## Material for this exercise:
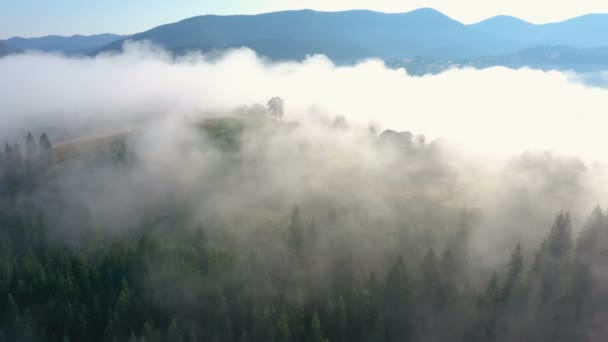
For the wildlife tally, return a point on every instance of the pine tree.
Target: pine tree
(513, 280)
(316, 333)
(283, 333)
(174, 334)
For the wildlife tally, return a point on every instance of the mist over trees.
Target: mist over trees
(183, 211)
(321, 269)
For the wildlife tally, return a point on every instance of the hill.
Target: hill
(353, 35)
(69, 45)
(343, 36)
(6, 49)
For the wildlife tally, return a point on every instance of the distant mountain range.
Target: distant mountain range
(346, 37)
(73, 45)
(6, 49)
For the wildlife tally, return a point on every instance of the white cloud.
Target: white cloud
(496, 111)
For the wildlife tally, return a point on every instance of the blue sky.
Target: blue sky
(31, 18)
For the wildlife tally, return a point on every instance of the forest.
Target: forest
(185, 268)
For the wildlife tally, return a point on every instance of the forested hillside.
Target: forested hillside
(212, 266)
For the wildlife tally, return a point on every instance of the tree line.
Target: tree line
(154, 286)
(19, 166)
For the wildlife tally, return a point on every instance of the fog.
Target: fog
(496, 111)
(499, 151)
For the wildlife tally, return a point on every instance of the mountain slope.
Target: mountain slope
(348, 36)
(587, 31)
(6, 49)
(353, 35)
(69, 45)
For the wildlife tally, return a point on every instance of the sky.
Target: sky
(33, 18)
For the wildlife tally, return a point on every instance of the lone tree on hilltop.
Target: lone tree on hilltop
(276, 107)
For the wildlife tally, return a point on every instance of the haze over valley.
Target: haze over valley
(306, 176)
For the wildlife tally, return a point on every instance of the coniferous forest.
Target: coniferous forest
(207, 265)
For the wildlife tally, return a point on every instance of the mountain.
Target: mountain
(353, 35)
(342, 36)
(588, 31)
(6, 49)
(69, 45)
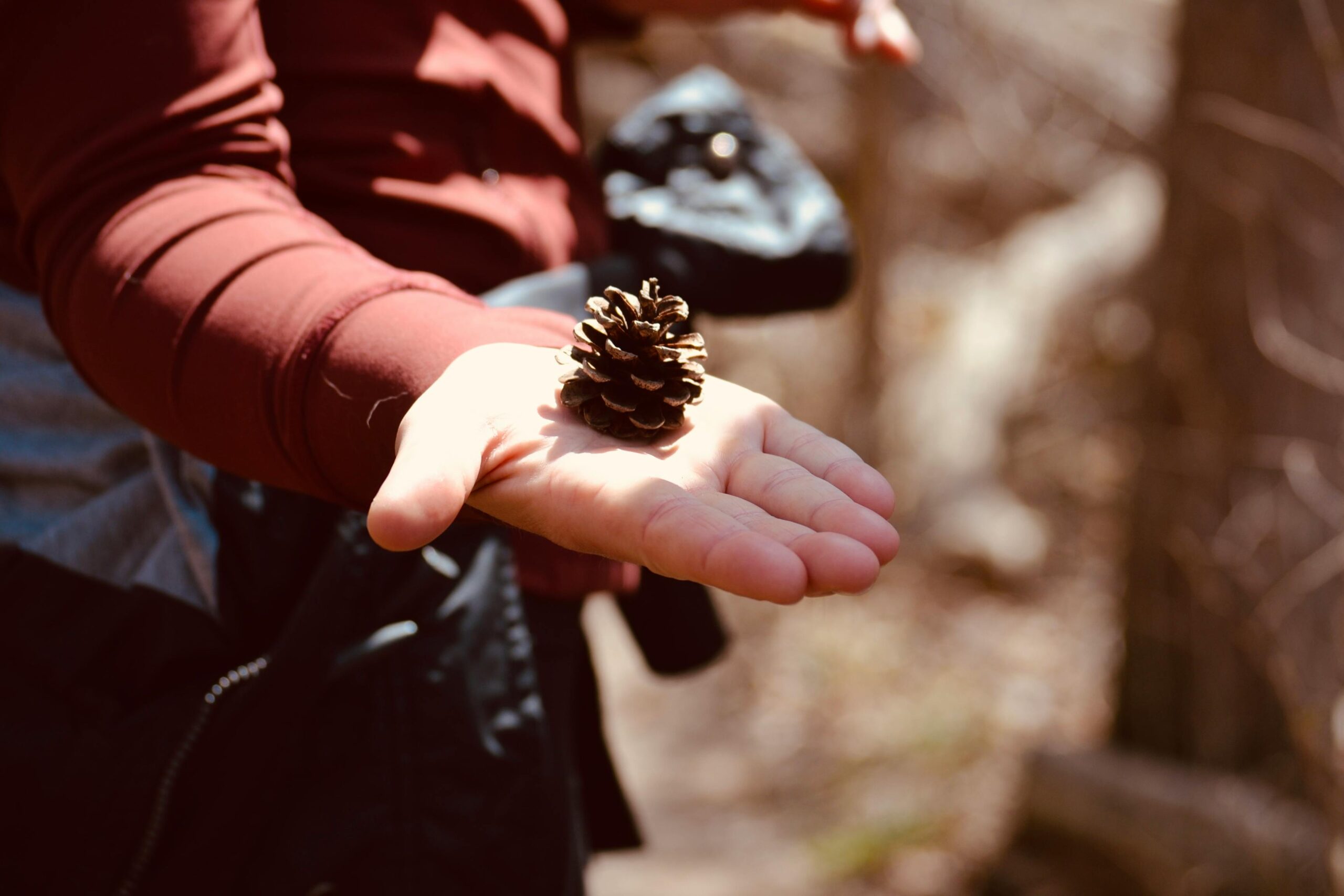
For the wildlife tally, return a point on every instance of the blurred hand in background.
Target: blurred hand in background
(870, 27)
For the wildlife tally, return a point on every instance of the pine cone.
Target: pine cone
(635, 376)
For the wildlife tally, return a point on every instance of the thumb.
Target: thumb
(438, 460)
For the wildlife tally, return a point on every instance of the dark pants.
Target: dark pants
(444, 763)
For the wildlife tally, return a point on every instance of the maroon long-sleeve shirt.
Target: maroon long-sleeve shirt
(148, 182)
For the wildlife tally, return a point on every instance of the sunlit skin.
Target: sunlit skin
(870, 27)
(743, 498)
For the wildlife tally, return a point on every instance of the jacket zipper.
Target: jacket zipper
(169, 781)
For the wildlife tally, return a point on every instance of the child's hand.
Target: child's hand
(872, 27)
(743, 498)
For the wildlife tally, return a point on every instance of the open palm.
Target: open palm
(743, 498)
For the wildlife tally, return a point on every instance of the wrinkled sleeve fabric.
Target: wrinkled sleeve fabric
(143, 155)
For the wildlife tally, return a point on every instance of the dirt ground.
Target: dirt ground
(1007, 201)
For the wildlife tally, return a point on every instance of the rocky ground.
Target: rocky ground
(1007, 201)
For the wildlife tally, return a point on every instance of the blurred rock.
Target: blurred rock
(992, 534)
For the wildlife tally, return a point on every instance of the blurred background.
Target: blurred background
(1098, 349)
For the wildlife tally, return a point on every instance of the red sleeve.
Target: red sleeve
(142, 152)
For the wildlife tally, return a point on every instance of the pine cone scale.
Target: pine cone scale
(635, 375)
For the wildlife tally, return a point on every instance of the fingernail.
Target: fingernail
(896, 31)
(867, 33)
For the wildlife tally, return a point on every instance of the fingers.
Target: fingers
(686, 537)
(835, 563)
(830, 460)
(874, 27)
(435, 471)
(788, 491)
(884, 30)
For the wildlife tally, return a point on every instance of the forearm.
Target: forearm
(176, 267)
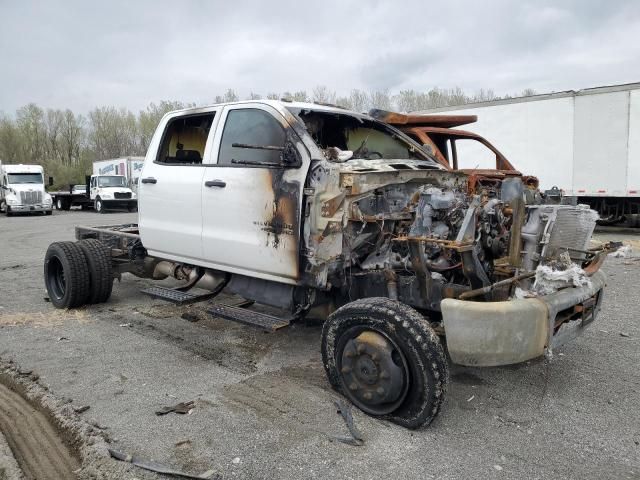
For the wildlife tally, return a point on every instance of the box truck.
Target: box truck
(129, 167)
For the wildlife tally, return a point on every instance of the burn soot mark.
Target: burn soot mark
(284, 215)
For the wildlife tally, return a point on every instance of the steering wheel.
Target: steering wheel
(368, 154)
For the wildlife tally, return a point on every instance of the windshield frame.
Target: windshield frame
(16, 181)
(412, 146)
(123, 183)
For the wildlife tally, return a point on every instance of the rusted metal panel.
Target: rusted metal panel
(403, 119)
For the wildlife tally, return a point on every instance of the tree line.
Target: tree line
(66, 143)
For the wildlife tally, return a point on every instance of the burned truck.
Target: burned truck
(316, 211)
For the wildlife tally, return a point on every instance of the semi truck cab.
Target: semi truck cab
(22, 190)
(111, 191)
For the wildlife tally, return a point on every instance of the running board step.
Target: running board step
(268, 323)
(176, 296)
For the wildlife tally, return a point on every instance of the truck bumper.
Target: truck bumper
(486, 334)
(29, 208)
(120, 203)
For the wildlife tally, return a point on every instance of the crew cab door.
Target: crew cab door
(170, 186)
(251, 197)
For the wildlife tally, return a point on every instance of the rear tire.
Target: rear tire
(66, 275)
(384, 356)
(98, 258)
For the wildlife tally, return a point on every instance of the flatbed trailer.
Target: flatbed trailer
(63, 200)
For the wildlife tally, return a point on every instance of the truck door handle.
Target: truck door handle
(215, 183)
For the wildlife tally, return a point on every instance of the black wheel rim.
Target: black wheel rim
(373, 370)
(56, 279)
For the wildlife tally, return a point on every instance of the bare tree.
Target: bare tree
(380, 99)
(30, 121)
(322, 94)
(149, 118)
(359, 100)
(113, 133)
(71, 137)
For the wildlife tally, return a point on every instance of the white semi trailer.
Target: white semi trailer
(586, 143)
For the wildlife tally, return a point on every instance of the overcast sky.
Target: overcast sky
(82, 54)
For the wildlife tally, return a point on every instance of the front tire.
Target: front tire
(384, 356)
(66, 275)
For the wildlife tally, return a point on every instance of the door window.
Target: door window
(184, 140)
(251, 137)
(473, 154)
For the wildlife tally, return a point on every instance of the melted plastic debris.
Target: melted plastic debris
(553, 277)
(623, 252)
(334, 154)
(520, 293)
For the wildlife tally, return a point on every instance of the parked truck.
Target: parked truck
(319, 211)
(22, 190)
(129, 167)
(101, 192)
(569, 140)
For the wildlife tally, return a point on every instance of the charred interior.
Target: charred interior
(385, 220)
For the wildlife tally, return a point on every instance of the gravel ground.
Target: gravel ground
(263, 408)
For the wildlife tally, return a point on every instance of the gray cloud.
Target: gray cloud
(81, 54)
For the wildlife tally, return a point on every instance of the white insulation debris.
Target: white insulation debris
(623, 252)
(549, 280)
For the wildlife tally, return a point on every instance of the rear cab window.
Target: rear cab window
(252, 137)
(184, 140)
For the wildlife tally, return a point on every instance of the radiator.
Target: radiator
(30, 198)
(553, 229)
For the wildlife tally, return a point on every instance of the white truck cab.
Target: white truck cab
(111, 191)
(22, 190)
(312, 209)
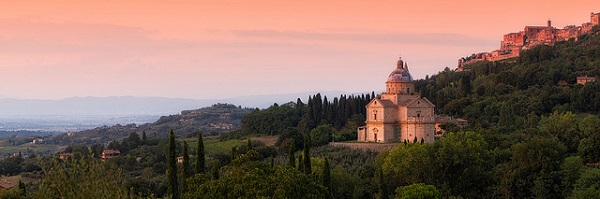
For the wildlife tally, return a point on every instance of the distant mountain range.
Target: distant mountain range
(129, 105)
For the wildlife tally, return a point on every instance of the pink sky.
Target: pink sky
(226, 48)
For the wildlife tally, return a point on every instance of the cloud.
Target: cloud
(395, 37)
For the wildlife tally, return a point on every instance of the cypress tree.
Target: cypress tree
(186, 161)
(307, 166)
(300, 164)
(249, 147)
(291, 157)
(327, 178)
(215, 170)
(383, 192)
(144, 138)
(200, 160)
(173, 188)
(233, 153)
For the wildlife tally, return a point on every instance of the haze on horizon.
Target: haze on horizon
(221, 49)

## Task:
The entries are to be written out again exactly, though without any images.

## Exercise response:
For the wildlife tally, return a point on every instance of the pine tree.
Target: pine tree
(513, 280)
(316, 333)
(283, 333)
(174, 334)
For the wildlife tally, return a point on every instance of the mist over trees.
Target: mist over trees
(183, 211)
(321, 269)
For the wildlife tally, return a point on every instance of the hill.
Target: hill
(353, 35)
(69, 45)
(343, 36)
(6, 49)
For the wildlife tally, return a point on every instance of the distant mountain range.
Target: distant mountain range
(346, 37)
(73, 45)
(6, 49)
For the wildlife tally, return a point on every instance of the white cloud.
Target: white cloud
(496, 111)
For the wildlife tally, return a point on every instance of the blue sky.
Target: blue sky
(31, 18)
For the wildlife tally, return a point on every instance of the forest.
Target: forest
(185, 268)
For the wildlife tally, return a point on every instance of the forested hillside.
Target: forested hillside
(212, 266)
For the wildlife tally, return a point on every instance of the tree line.
Target: tree line
(154, 286)
(19, 166)
For the wildlife tally, return a point on every instance of the fog.
Target: fog
(496, 111)
(499, 151)
For the wildlife tally, return a point on every instance of the mountain slope.
Target: mountain slope
(348, 36)
(587, 31)
(6, 49)
(353, 35)
(69, 45)
For the wildlife tally, return a point on every instance of the sky.
Target: sky
(33, 18)
For the wildlife tally, return a point on every instance of the lone tree on hilltop.
Target: lone tree on hilltop
(276, 107)
For the wildlife tally, return a point on every instance of the haze over valley.
Target: haze over valley
(306, 176)
For the wildlife tally, return a point on every instance of the coniferous forest.
Target: coniferous forest
(207, 265)
For the wildlife tally, return a point on every instance of the mountain.
Target: mountain
(353, 35)
(342, 36)
(588, 31)
(6, 49)
(69, 45)
For the wildlife tally, return a point on every instance of the blurred hand in background.
Target: blurred hand in background
(870, 27)
For the wildlife tally, return a point on every instance of the pine cone.
Target: pine cone
(635, 376)
For the wildlife tally, return a point on every instance of the thumb.
Target: thumb
(438, 460)
For the wildlife tally, return a point on every instance of the dark pants.
Target: dark pants
(444, 763)
For the wildlife tally, return a point on every instance of the maroon long-sleeve shirt.
Target: maroon long-sleeve shirt
(148, 182)
For the wildlife tally, return a point on every instance of the sunlit skin.
Target: sunlit skin
(870, 27)
(743, 498)
For the wildlife tally, return a point on every instance of the jacket zipper.
Target: jacket zipper
(169, 781)
For the wildlife tally, return a point on every instance of the child's hand.
Target: child's hand
(872, 27)
(743, 498)
For the wildlife tally, return a point on every instance of the open palm.
Target: open palm
(743, 498)
For the wildlife tally, return a point on every instance of the wrinkled sleeve fabric.
Target: wrinkled sleeve fabric
(143, 155)
For the wildlife tally, return a point on every instance of the dirt ground.
Target: dirt ground
(1007, 201)
For the wildlife tally, return a point on every instance of the rocky ground.
Target: rocky ground
(1007, 201)
For the wildlife tally, return a point on every instance of the blurred rock.
Target: blurred rock
(992, 534)
For the wildlife tally, return a point on every instance of the blurred background.
Target: blurred background
(1098, 349)
For the wildlife tally, return a point on every instance of the red sleeve.
Target: red sleeve
(142, 152)
For the wildlife tally, return a point on every instance of the pine cone scale.
Target: pine cone scale
(635, 375)
For the wildlife tally, return a point on every instance of the fingernail.
Target: fingernail
(896, 31)
(867, 33)
For the wildlife tally, return a point on every instance of the fingers.
Target: fingers
(686, 537)
(835, 563)
(830, 460)
(874, 27)
(435, 471)
(788, 491)
(884, 30)
For the wildlife tally, return a point on every instance of the forearm.
Target: forearm
(176, 267)
For the wildlife tally, return a point on every instance of the box truck.
Target: box truck
(129, 167)
For the wildlife tally, return a point on every instance of the burn soot mark.
Target: burn soot mark
(284, 215)
For the wildlife tally, return a point on every instance of the steering wheel.
Target: steering wheel
(368, 154)
For the wildlife tally, return a point on every instance of the windshield frame.
Target: windshield frame
(16, 181)
(412, 146)
(123, 183)
For the wildlife tally, return a point on every instance of the rusted metal panel.
Target: rusted metal panel
(403, 119)
For the wildlife tally, return a point on every instance of the tree line.
Target: tree line
(66, 143)
For the wildlife tally, return a point on every instance of the burned truck.
Target: burned truck
(316, 211)
For the wildlife tally, return a point on every instance of the semi truck cab.
Target: semi truck cab
(22, 190)
(111, 191)
For the wildlife tally, return a point on every instance of the running board step.
Target: running board step
(268, 323)
(176, 296)
For the wildlife tally, return a point on every instance of the truck bumper.
Target: truck bumper
(486, 334)
(29, 208)
(120, 203)
For the wildlife tally, return a point on every instance of the crew cab door.
Target: crew cab door
(170, 186)
(251, 197)
For the wildlife tally, return a point on every instance of the rear tire.
Target: rear tire
(66, 275)
(384, 356)
(98, 258)
For the wildlife tally, return a point on every instance of the flatbed trailer.
Target: flatbed trailer
(63, 200)
For the wildlife tally, return a point on every instance of the truck door handle.
Target: truck door handle
(215, 183)
For the wildlife tally, return a point on every instance of the black wheel rim.
Target: black wheel rim
(373, 370)
(56, 279)
For the wildlife tally, return a point on every instance of the bare tree.
Target: bare tree
(380, 99)
(30, 121)
(322, 94)
(149, 118)
(359, 100)
(113, 133)
(71, 137)
For the wildlife tally, return a point on every instance of the white semi trailer.
Target: white semi trailer
(586, 143)
For the wildlife tally, return a point on every instance of the overcast sky.
Target: overcast sky
(82, 54)
For the wildlife tally, return a point on every instance of the front tire.
Target: front tire
(384, 356)
(66, 275)
For the wildlife tally, return a point on every instance of the door window.
Target: door window
(184, 140)
(251, 137)
(473, 154)
For the wildlife tally, return a point on every instance of the melted plastic debris.
Target: melted plastic debris
(553, 277)
(623, 252)
(334, 154)
(520, 293)
For the wildlife tally, return a point on every instance of the parked truck.
Target: parked truck
(319, 211)
(22, 190)
(129, 167)
(101, 192)
(569, 140)
For the wildlife tally, return a point on every instance of the charred interior.
Target: charred interior
(385, 220)
For the wildlife tally, return a point on every instance of the gravel ground.
Target: gravel ground
(263, 408)
For the wildlife tally, return a point on every instance of the gray cloud.
Target: gray cloud
(81, 54)
For the wildlife tally, return a point on every instance of the white insulation debris.
Target: white insulation debris
(623, 252)
(549, 280)
For the wildlife tally, return a point on every instance of the rear cab window.
Target: rear cab window
(252, 137)
(184, 140)
For the wildlife tally, return a point on every instance of the radiator.
Target: radiator
(30, 198)
(553, 229)
For the wildlife tally, return a point on every instance of the white truck cab.
Target: white truck cab
(111, 191)
(22, 190)
(312, 209)
For the wildlife tally, return a point on every instance of the distant mountain range.
Target: distant mountain range
(129, 105)
For the wildlife tally, return a point on every instance of the pink sky.
Target: pink sky
(226, 48)
For the wildlife tally, return a point on every instance of the cloud.
Target: cloud
(395, 37)
For the wildlife tally, return a point on every instance of the cypress tree.
Target: cypress tree
(186, 161)
(307, 166)
(300, 164)
(249, 147)
(291, 157)
(327, 178)
(215, 170)
(383, 192)
(144, 138)
(200, 160)
(173, 188)
(233, 153)
For the wildlife tally, return a point on every instance of the haze on horizon.
Target: haze on horizon
(221, 49)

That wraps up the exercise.